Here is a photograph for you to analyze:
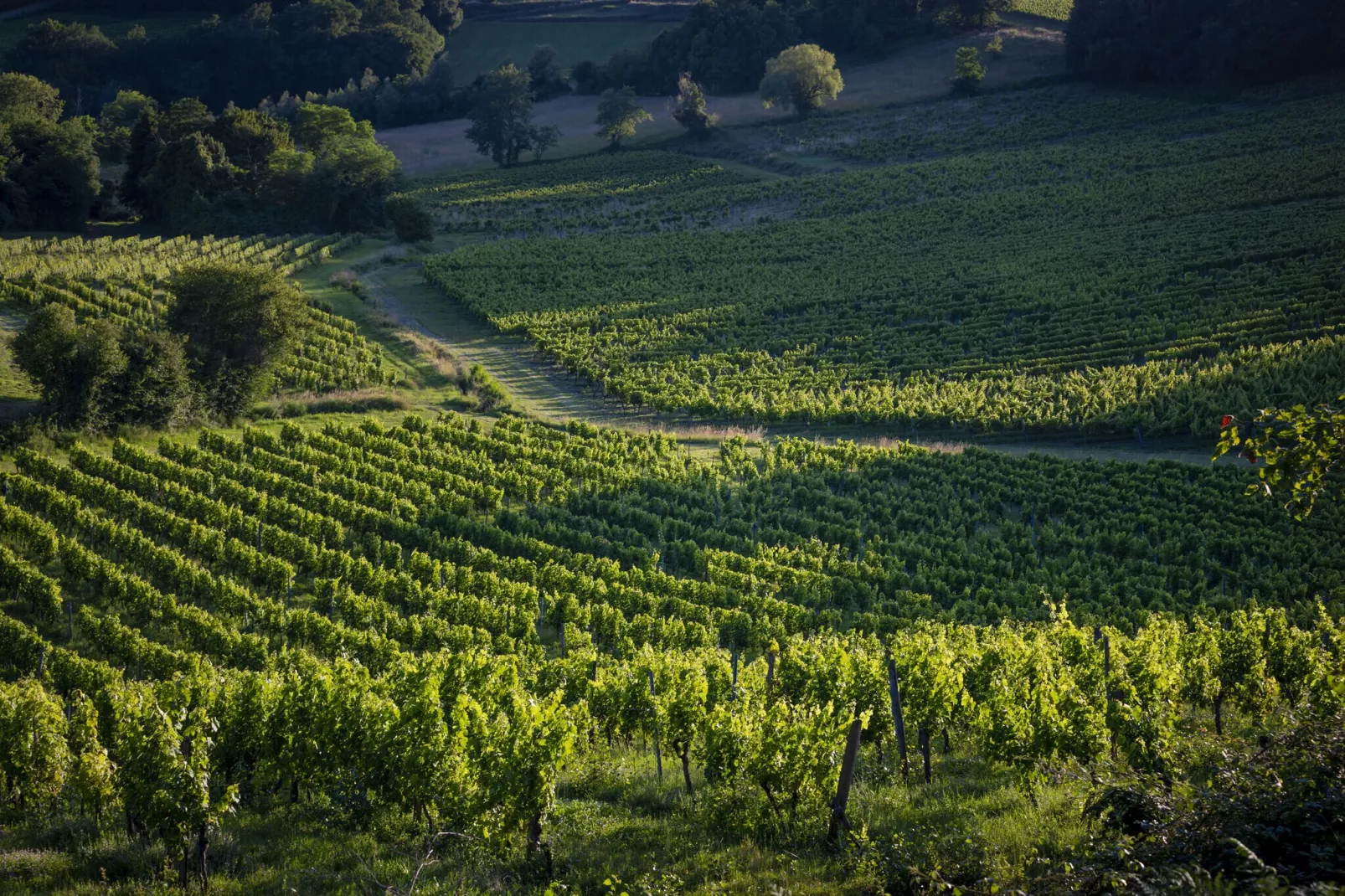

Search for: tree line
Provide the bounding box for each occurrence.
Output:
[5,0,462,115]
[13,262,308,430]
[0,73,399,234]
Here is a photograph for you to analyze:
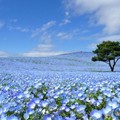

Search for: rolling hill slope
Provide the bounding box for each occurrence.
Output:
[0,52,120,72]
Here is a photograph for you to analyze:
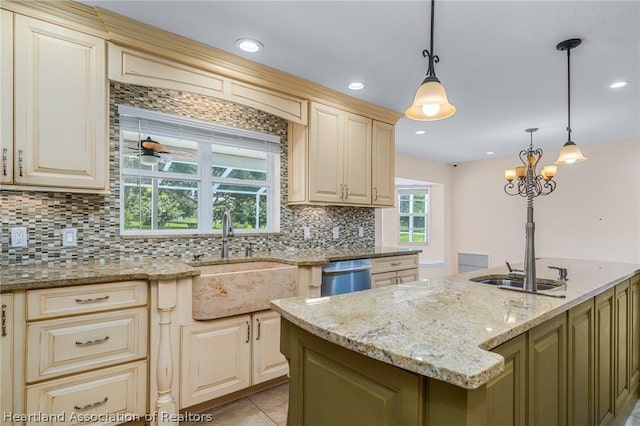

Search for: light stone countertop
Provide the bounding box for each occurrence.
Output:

---+---

■ EXERCISE DETAILS:
Rewrite every line of the records above as a numbered list, skipping blank lines and leaving out the pictures.

■ REPLY:
1. Here is a photograph for you to analyze:
2. Search for: tree line
3. Provide the bounding box for each occurrence.
4. Output:
5. [5,0,462,115]
6. [13,262,308,430]
7. [0,73,399,234]
8. Here is a photograph for you to analyze:
9. Search for: rolling hill slope
10. Provide the bounding box for each occurrence.
11. Output:
12. [0,52,120,72]
13. Here is a photograph for you to analyze:
14. Search for: light stone countertop
15. Provide the bounding box for each occurrence.
16. Output:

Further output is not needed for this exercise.